Writing Original Ideas: Ichabod Kills Common Tropes

You love reading. You love discovering new characters and worlds. Big time readers like yourself eventually run into the dreaded ‘common tropes’ monster. After consuming a few hundred books, characters and ideas take on a familiar shade of prose.

Too Familiar Writing

You’re like, ‘Ah yes, the love triangle again. How original’ or ‘Oh good, another character whose childhood abuse has made him into a serial killer. Never seen that before.’

This is why I am so proud of my serial killer thriller ICHABOD, and why I am excited to share its opening with you here.

Ichabod is an upper-class playwright with no brain disorders and a past filled with nothing but love and peace. There are no apparent triggers to explain why he does the things he does (and why he believes what he believes).

These things involve experimental murder, mass disaster, and igniting a city-wide gang war, among other nefarious deeds. All of this is in the name of enacting his philosophy: crime rates will drop as the population is decreased.

**Data rows:**
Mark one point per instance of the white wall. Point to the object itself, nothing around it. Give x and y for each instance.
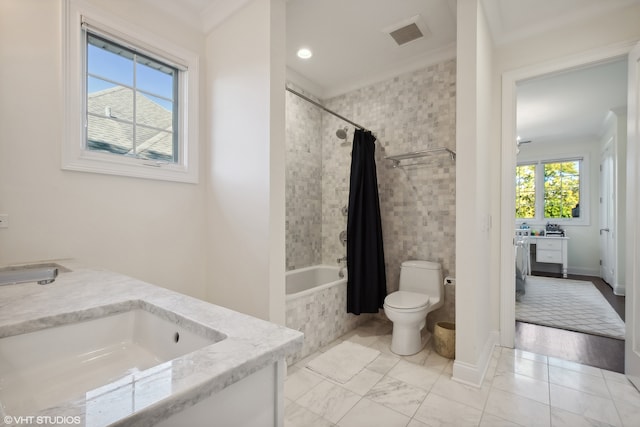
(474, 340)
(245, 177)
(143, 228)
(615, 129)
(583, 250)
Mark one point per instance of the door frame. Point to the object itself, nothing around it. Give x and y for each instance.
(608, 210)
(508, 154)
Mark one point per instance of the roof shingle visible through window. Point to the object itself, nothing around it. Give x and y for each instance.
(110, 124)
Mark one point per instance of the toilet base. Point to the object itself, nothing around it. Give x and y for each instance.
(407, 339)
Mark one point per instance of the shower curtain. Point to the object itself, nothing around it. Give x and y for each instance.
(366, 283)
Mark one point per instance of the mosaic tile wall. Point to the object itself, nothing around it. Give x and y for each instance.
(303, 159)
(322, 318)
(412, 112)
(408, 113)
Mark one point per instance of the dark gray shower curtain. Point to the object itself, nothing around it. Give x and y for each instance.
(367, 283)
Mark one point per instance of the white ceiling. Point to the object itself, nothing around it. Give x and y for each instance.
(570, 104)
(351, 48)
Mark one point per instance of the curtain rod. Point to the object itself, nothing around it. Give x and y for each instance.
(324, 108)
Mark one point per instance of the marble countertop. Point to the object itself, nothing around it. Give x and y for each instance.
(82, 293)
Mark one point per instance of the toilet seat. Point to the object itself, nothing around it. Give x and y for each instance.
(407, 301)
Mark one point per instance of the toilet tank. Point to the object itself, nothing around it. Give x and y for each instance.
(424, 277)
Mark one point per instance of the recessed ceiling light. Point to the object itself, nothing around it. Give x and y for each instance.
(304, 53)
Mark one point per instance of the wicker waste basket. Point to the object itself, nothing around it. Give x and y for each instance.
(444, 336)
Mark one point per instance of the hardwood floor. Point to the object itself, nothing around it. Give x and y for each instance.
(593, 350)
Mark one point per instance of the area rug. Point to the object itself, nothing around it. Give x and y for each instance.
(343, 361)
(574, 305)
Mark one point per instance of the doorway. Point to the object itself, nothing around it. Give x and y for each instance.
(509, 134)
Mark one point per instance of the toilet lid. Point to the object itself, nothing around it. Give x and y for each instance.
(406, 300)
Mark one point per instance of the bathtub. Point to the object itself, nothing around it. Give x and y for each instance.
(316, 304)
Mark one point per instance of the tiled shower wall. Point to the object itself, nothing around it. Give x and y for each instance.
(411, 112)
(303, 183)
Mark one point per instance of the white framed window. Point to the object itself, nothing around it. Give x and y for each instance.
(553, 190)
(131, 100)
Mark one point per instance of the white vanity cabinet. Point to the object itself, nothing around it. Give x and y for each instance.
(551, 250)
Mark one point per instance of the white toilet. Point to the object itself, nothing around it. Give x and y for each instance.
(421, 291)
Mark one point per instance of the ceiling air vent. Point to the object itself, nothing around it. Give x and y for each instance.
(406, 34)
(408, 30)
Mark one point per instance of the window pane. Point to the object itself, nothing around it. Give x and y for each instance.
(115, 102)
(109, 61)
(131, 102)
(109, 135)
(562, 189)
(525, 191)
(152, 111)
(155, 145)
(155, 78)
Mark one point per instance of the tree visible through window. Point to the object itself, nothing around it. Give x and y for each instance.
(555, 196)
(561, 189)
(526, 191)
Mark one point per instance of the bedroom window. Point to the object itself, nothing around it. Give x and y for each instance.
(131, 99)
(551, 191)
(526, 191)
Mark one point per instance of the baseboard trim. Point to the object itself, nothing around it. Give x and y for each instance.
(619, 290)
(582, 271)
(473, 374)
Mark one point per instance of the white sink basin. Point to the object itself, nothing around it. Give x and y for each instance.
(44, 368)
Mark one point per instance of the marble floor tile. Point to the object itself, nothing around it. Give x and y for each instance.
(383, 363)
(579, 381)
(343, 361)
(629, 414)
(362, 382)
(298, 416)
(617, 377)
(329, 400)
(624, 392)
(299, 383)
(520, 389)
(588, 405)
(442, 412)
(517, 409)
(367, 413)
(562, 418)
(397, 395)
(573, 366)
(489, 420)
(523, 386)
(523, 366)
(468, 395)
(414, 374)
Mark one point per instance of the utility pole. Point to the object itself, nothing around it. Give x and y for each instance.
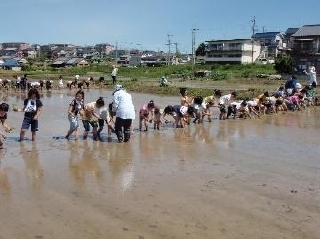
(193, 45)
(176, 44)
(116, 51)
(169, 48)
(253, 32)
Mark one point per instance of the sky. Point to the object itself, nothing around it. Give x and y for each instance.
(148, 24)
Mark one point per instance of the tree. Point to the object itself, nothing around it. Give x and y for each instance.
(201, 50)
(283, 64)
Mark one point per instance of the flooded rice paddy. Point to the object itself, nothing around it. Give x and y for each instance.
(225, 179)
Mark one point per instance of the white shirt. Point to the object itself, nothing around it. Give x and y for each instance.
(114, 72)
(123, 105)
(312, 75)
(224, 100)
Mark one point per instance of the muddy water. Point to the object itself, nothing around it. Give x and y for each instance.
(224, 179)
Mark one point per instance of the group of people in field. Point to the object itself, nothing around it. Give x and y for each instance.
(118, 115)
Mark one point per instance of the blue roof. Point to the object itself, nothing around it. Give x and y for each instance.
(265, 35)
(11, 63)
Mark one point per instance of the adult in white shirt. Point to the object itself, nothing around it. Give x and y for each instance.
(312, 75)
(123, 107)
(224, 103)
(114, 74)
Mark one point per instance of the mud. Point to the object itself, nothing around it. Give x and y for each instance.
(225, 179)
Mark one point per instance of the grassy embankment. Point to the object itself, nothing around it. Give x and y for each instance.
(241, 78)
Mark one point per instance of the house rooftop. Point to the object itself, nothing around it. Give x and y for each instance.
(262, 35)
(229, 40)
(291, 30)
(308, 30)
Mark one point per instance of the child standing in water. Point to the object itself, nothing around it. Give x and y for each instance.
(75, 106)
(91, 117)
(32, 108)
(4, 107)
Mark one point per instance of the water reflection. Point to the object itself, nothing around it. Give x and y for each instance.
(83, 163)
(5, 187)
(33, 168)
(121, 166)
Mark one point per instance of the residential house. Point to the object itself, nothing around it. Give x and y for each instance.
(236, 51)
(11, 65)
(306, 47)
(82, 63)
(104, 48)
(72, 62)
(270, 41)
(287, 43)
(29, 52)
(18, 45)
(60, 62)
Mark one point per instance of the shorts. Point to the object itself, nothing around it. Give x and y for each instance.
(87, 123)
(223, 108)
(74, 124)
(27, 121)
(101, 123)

--

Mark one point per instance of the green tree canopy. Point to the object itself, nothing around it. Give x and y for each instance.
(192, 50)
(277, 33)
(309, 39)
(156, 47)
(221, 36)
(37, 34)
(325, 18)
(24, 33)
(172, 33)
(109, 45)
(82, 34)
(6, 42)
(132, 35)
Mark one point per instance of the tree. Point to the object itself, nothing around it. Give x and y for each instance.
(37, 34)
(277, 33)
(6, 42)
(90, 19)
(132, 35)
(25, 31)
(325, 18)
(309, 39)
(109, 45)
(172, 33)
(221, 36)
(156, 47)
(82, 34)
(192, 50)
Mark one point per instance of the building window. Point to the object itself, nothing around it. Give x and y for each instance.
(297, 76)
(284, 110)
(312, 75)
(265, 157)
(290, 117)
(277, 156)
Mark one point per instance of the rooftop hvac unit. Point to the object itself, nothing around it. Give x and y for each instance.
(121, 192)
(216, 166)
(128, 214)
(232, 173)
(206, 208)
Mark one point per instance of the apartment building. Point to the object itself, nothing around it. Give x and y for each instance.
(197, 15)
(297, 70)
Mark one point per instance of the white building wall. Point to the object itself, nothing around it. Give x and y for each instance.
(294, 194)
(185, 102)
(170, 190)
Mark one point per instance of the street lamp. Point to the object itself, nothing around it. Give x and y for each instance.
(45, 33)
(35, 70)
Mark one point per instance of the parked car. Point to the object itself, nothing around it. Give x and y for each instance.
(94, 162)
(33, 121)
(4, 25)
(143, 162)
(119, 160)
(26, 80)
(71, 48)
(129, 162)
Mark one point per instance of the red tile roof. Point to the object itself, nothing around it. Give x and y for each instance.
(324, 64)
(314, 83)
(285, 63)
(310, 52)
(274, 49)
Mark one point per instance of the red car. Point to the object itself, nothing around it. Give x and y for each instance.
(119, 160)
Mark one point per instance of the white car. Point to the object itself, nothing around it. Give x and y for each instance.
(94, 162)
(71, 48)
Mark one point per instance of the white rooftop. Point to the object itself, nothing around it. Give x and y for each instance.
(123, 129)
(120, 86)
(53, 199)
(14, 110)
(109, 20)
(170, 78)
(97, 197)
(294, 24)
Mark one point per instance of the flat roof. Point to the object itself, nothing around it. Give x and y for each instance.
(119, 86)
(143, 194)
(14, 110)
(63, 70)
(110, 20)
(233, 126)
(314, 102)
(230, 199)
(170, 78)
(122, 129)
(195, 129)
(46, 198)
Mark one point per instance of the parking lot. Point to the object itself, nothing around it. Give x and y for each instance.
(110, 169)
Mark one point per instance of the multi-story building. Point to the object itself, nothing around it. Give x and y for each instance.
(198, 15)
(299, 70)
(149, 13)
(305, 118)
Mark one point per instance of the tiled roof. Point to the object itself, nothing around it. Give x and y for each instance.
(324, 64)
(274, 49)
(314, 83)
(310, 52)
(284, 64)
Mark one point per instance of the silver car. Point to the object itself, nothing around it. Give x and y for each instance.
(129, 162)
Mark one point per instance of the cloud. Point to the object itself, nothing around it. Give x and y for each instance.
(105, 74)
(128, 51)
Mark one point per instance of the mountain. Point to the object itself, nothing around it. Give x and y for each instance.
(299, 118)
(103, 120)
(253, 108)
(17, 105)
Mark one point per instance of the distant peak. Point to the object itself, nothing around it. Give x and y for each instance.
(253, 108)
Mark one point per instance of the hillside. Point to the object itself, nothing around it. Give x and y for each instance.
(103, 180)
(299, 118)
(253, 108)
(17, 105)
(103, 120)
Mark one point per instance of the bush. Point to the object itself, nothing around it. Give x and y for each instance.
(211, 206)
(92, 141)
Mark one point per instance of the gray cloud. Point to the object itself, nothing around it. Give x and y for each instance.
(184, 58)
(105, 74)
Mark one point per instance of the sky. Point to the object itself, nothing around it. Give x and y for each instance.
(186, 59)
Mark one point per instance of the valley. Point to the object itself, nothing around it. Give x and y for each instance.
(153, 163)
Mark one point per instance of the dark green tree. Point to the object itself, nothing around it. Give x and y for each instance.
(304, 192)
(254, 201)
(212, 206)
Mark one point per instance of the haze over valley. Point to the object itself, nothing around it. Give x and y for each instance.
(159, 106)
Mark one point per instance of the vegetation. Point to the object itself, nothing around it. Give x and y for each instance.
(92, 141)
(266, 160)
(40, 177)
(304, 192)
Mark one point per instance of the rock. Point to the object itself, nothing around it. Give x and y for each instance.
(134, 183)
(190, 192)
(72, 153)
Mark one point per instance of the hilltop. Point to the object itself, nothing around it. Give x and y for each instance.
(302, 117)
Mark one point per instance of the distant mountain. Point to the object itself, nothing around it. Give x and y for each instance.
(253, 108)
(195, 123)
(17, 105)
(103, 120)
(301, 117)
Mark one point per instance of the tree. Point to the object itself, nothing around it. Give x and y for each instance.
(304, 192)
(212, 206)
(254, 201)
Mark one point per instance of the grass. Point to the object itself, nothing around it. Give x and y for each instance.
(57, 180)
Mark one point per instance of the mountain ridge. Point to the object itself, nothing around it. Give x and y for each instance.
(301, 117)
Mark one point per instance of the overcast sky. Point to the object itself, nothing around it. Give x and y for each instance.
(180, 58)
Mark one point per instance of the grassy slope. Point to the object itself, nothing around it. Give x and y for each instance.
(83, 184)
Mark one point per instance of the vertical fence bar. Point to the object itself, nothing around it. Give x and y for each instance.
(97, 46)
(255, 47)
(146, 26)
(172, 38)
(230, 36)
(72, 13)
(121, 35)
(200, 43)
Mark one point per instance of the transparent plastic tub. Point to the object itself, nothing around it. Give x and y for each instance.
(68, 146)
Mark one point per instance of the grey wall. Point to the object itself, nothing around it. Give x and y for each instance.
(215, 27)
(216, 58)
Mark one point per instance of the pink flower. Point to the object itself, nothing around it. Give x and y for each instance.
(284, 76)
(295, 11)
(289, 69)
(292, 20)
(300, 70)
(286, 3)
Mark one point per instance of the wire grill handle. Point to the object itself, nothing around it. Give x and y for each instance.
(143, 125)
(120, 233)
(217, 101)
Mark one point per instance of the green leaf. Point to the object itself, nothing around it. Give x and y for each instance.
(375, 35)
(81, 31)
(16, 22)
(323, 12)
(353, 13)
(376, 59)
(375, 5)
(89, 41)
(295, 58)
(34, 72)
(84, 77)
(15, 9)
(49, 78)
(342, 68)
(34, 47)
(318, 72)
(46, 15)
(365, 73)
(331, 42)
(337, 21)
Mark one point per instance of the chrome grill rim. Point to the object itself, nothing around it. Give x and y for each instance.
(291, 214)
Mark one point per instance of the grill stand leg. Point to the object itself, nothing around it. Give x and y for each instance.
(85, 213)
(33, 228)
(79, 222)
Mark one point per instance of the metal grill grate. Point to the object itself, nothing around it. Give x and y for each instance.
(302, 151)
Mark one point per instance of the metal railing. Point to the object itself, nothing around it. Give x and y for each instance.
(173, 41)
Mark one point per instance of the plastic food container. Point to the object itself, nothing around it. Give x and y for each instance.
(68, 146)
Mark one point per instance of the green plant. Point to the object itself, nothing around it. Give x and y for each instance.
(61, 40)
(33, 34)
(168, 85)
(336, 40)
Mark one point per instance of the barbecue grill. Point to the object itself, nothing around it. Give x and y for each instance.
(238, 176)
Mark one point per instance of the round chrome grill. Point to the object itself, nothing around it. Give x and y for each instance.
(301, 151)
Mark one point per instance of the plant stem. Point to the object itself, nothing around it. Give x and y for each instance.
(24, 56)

**Prompt 1:**
In the article about Ichabod, what kind of writer is Ichabod?
**Prompt 2:**
Repeat everything in the article about Ichabod from "Writing Original Ideas: Ichabod" down to "what he believes).".
The listing isn't needed for any of this.

**Reply 1:**
An upper-class playwright.

**Reply 2:**
Writing Original Ideas: Ichabod Kills Common Tropes

You love reading. You love discovering new characters and worlds. Big time readers like yourself eventually run into the dreaded ‘common tropes’ monster. After consuming a few hundred books, characters and ideas take on a familiar shade of prose.

Too Familiar Writing

You’re like, ‘Ah yes, the love triangle again. How original’ or ‘Oh good, another character whose childhood abuse has made him into a serial killer. Never seen that before.’

This is why I am so proud of my serial killer thriller ICHABOD, and why I am excited to share its opening with you here.

Ichabod is an upper-class playwright with no brain disorders and a past filled with nothing but love and peace. There are no apparent triggers to explain why he does the things he does (and why he believes what he believes).